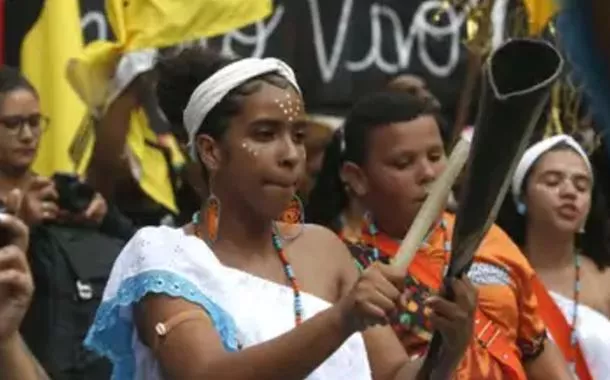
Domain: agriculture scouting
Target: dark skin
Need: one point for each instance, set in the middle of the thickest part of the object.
(263, 147)
(403, 161)
(16, 289)
(18, 145)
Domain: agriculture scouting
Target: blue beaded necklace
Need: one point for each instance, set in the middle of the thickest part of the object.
(277, 245)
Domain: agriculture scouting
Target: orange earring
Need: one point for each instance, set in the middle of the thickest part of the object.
(212, 217)
(294, 213)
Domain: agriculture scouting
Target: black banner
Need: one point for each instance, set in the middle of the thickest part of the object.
(341, 49)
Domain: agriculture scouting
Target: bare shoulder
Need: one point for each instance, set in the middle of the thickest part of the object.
(326, 243)
(324, 255)
(498, 248)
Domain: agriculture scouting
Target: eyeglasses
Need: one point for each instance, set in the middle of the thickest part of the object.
(15, 124)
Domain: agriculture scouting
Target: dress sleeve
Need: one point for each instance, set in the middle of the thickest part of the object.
(145, 266)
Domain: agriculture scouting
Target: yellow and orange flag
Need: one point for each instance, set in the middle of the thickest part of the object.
(55, 37)
(141, 25)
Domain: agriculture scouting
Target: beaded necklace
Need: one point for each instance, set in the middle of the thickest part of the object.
(374, 231)
(277, 245)
(573, 335)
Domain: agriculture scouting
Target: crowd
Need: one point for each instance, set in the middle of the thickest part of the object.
(279, 261)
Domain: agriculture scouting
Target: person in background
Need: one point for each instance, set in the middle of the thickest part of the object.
(561, 225)
(16, 289)
(415, 86)
(393, 152)
(68, 221)
(317, 135)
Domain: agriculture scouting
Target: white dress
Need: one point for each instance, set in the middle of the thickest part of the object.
(593, 331)
(244, 308)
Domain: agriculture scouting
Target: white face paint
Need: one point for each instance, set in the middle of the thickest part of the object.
(290, 107)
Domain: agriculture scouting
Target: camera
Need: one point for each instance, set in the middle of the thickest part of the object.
(74, 196)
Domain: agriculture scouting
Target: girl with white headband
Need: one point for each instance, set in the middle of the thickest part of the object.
(235, 295)
(552, 190)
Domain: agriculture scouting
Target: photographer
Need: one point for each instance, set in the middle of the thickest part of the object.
----
Activity:
Except for the pictures, set down all of the records exactly as they are.

Answer to this task:
Domain: agriculture scouting
Target: dark skin
Need: one point for each instance, set in the middle of the thickest part of the object.
(263, 147)
(403, 161)
(16, 289)
(18, 145)
Domain: agriculture scouting
Target: blue beaded necklace
Need: one point for each instance, set in the middle of the thickest part of the object.
(277, 245)
Domain: agriculture scouting
Target: orange earring
Need: one point for each instance, set in the middle of the thickest part of the object.
(212, 217)
(294, 213)
Domain: agriculture scouting
Target: black banner
Need: one point for each instance, set in the middle of the thickest part of the object.
(341, 49)
Domain: agriculture scouting
Target: bare shoulder
Need: one point for each instance, set in the middle of the thickest part of the object.
(326, 243)
(324, 255)
(498, 248)
Domain: agriculture scouting
Target: eyeglasses
Need: one point for each instance, set in the middle of the thickest part of the object.
(15, 124)
Domain: agriculture scouting
Target: dress sleeve
Need: one point for each instance, set in the middle of the thickest part of the object.
(145, 266)
Domain: agriculture scouting
Target: yellow and orange flag
Need: one point for each instance, set in the middle of the thickest part of the object.
(55, 37)
(141, 25)
Domain: agriculture scouting
Target: beaded necklace
Need: one point for each instance, set in the middle of the thickest part of the object.
(374, 231)
(277, 245)
(573, 335)
Domain: agriculture scouting
Target: crowd
Need: one point for each instance, set in the middle of the thickest part of the object.
(279, 261)
Domain: agriculture scouting
Target: person in background
Need: one point for each instance, set in the middle of the thickest part of the object.
(561, 225)
(16, 289)
(415, 86)
(393, 152)
(68, 221)
(317, 135)
Domain: agriculture scouting
Target: white dress
Need: one point for each instance, set in the middle of the thickest part of the object.
(593, 331)
(244, 308)
Domain: agriculture scouting
Target: white face paint
Need: one point for each instance, set in the middle of the thickest part of the object.
(290, 107)
Domain: agriculture scouting
Target: camera
Need: one point for each instance, set in the middle of the thickest part of the object.
(74, 196)
Domain: agriculture scouting
Target: girl with white headband
Need: one point for each instance, set in the middle of the thickest part of the object.
(235, 295)
(552, 190)
Domain: agriculture scouting
Target: photographer
Need: one point for each instance, set in the middle of the thickest part of the object.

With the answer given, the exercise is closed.